◆ SELECTED EXTRACT:
Begin

This paper proposes a nonparametric method for quantifying edge strength and incorporating domain knowledge into modeling. It builds upon the well-known NOTEARS causal discovery method, which transforms the combinatorial search process into a continuous optimization problem. By leveraging nonparametric techniques such as Gaussian Processes, the NEDAG-GP method offers interpretable weights within a nonparametric modeling framework.

优点

The author provides a highly intuitive introduction to the background and existing challenges in the field, making it accessible even for readers less familiar with the topic. The writing style is clear and straightforward, which enhances comprehension. The explanations are both precise and easy to follow, contributing to a well-structured presentation of ideas. The paper presents both qualitative and quantitative experimental results that are insightful and visually intuitive, aiding in understanding the effectiveness of the proposed method. Additionally, the inclusion of the Sachs dataset as a real-world example is particularly informative, demonstrating the practical applicability of the method and adding significant value to the study.

缺点

(1) While the paper aims to address DAG learning for modeling causal structures and complex dependencies, the purpose could be clarified. It seems that causal structures inherently involve complex dependencies, so it would help to clarify how these terms are being distinguished in the context of this work. If the intent is to use a DAG for causal reasoning, some discussion on the identifiability of the learned DAG would strengthen the contribution. Specifically, it would be helpful to know if the learned DAG represents a unique solution given the data or if it belongs to an equivalence class that includes the ground truth. Reviewing classic works on causal discovery algorithms, such as PC, GES, or PNL, could help refine the objectives and theoretical foundation of the approach.

(2) The paper introduces the idea of incorporating Gaussian Processes into DAG learning, leveraging their nonparametric properties. While this is an interesting direction, the novelty may be somewhat limited, as Gaussian Processes are a known approach for handling nonparametric modeling. Given an adjacency matrix with binary indicators, there are many established methods for estimating associated parameters, so it would be valuable to see a discussion on how this approach contributes uniquely to the field.

End

◆ GOALS:
(a) Repeat the portion of the NEDAG-GP paper review between "The author provides" and "to the study.", inclusive, word for word.
(b) Carry the NEDAG-GP paper review forward from its last sentence by writing the part that comes next.

◆ COLLECTED MATERIAL:
Begin

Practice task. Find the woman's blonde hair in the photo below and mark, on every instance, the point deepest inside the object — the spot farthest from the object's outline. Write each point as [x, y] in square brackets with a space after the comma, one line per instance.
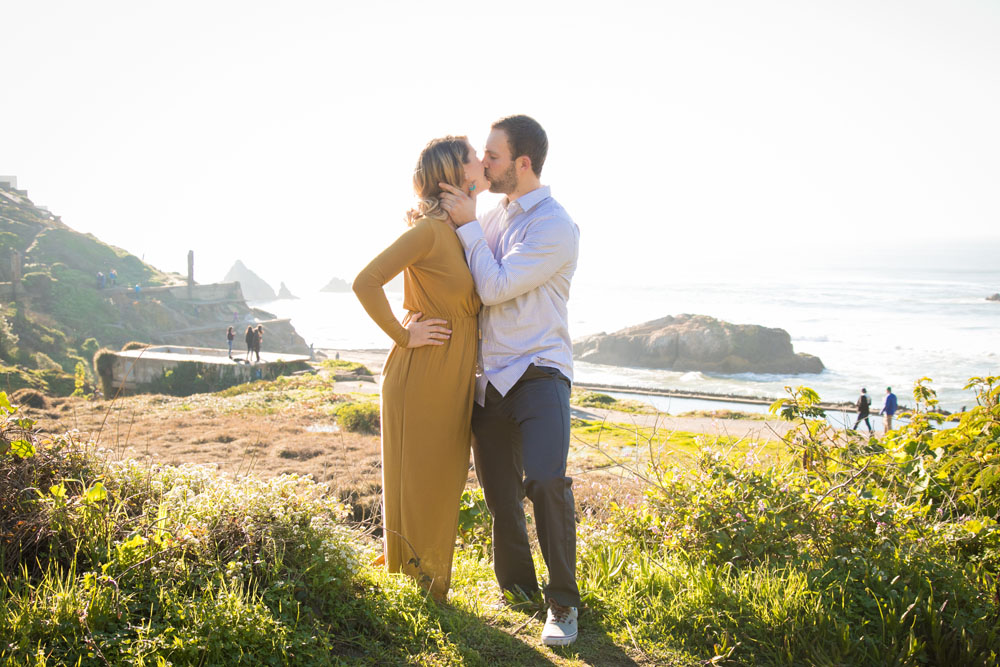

End

◆ EXPECTED ANSWERS:
(a)
The author provides a highly intuitive introduction to the background and existing challenges in the field, making it accessible even for readers less familiar with the topic. The writing style is clear and straightforward, which enhances comprehension. The explanations are both precise and easy to follow, contributing to a well-structured presentation of ideas. The paper presents both qualitative and quantitative experimental results that are insightful and visually intuitive, aiding in understanding the effectiveness of the proposed method. Additionally, the inclusion of the Sachs dataset as a real-world example is particularly informative, demonstrating the practical applicability of the method and adding significant value to the study.

(b)
(3) Some aspects of the writing could be more clear. For instance, in the introduction, two bolded statements emphasize the importance of incorporating expert knowledge while minimizing reliance on expert-specified parameters and distributional assumptions. Since expert knowledge can encompass information on edges, parameters, and distributions, it would help to clarify the intended balance between these elements. Addressing this and similar points throughout the paper would enhance readability and help readers better understand the author’s perspective and familiarity with the field.

问题

(1) Could you elaborate on the purpose of this paper? For instance, why is DAG learning needed, and how does it differ from causal discovery?

(2) Could you provide more evidence of the significance of your work beyond its ability to incorporate expert knowledge and quantify edge strengths?

(3) Could you explain why you are confident in the accuracy of the learned edge strengths? What makes them reliable, and how would you convince others to use them in downstream tasks?

(4) Could you clarify why classic causal discovery algorithms are not mentioned or compared in your paper? Additionally, why is continuous learning preferable to traditional score-based, combinatorial structure learning methods? I am not fully convinced by your statement that “In combinatorial search, local decisions about adding, removing, or reversing edges are made without clear visibility into their global impact, only revealed once the global objective is minimized,” as this issue is specifically addressed by GES.

AC 元评审

2024-12-22

The authors introduce NEDAG, a novel method for quantifying edge strength and incorporating domain knowledge into the continuous structure learning framework. All reviewers vote to reject and there is no response from the authors.

审稿人讨论附加意见

No author response.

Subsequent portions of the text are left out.